Lay out the lines of the records from the one containing "87H356L354 66L349 69L345" through the one containing "43V39L189 36L181 46L174" as a JSON list of strings, one string per line, leaving out blank lines.

:: MATERIALS PROVIDED ::

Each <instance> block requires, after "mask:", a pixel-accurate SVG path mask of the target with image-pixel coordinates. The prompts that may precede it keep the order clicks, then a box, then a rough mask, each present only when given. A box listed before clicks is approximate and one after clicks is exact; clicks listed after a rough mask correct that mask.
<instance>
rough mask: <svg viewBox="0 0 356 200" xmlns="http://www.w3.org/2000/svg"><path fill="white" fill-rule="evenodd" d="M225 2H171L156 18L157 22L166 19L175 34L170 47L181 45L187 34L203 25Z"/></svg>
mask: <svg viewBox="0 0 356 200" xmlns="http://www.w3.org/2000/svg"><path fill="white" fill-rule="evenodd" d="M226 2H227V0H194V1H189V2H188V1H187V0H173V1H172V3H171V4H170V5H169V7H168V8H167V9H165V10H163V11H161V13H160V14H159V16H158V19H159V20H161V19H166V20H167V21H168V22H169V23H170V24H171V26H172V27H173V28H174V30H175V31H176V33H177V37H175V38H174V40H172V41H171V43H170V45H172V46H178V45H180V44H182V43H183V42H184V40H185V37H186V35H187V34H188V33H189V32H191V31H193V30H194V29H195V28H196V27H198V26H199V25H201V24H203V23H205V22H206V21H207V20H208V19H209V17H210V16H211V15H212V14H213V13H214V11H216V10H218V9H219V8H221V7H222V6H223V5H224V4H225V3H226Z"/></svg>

:::
:: MATERIALS PROVIDED ::

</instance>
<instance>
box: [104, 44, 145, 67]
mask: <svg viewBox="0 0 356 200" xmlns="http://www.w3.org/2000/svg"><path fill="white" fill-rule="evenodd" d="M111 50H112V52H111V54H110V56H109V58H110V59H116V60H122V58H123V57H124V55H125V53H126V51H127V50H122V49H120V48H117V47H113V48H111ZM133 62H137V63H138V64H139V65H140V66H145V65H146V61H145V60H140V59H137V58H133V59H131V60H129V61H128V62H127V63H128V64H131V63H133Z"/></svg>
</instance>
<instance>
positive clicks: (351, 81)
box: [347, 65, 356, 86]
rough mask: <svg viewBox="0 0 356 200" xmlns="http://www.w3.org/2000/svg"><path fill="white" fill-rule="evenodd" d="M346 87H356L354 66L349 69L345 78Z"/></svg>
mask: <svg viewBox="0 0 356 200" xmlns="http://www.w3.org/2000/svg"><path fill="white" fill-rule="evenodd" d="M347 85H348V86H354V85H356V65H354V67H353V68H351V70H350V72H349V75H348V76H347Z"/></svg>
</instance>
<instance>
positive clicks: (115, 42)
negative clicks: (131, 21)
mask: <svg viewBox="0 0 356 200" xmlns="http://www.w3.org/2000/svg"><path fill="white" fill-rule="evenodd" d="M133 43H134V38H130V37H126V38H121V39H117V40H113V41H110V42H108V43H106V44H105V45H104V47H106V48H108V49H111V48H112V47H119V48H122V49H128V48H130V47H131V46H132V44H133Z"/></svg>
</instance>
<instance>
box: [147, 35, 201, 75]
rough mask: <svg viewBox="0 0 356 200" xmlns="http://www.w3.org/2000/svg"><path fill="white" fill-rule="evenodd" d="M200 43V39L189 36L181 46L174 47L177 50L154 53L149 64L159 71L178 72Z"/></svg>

:::

OUTPUT FOR THIS TASK:
[
  "rough mask: <svg viewBox=\"0 0 356 200\" xmlns=\"http://www.w3.org/2000/svg\"><path fill=\"white\" fill-rule=\"evenodd\" d=\"M346 87H356L354 66L349 69L345 78Z\"/></svg>",
  "mask: <svg viewBox=\"0 0 356 200\" xmlns=\"http://www.w3.org/2000/svg\"><path fill=\"white\" fill-rule=\"evenodd\" d=\"M347 85H348V86H354V85H356V65H354V67H353V68H351V70H350V72H349V75H348V76H347Z\"/></svg>",
  "</instance>",
  "<instance>",
  "positive clicks: (115, 42)",
  "negative clicks: (131, 21)",
  "mask: <svg viewBox=\"0 0 356 200\" xmlns=\"http://www.w3.org/2000/svg\"><path fill=\"white\" fill-rule=\"evenodd\" d=\"M133 43H134V38H130V37H126V38H121V39H117V40H113V41H110V42H108V43H106V44H105V45H104V47H106V48H108V49H111V48H112V47H119V48H122V49H128V48H130V47H131V46H132V44H133Z\"/></svg>",
  "</instance>",
  "<instance>",
  "box: [147, 35, 201, 75]",
  "rough mask: <svg viewBox=\"0 0 356 200\" xmlns=\"http://www.w3.org/2000/svg\"><path fill=\"white\" fill-rule=\"evenodd\" d=\"M200 43V39L189 36L181 46L174 47L177 50L154 53L149 64L159 71L178 72Z\"/></svg>"
]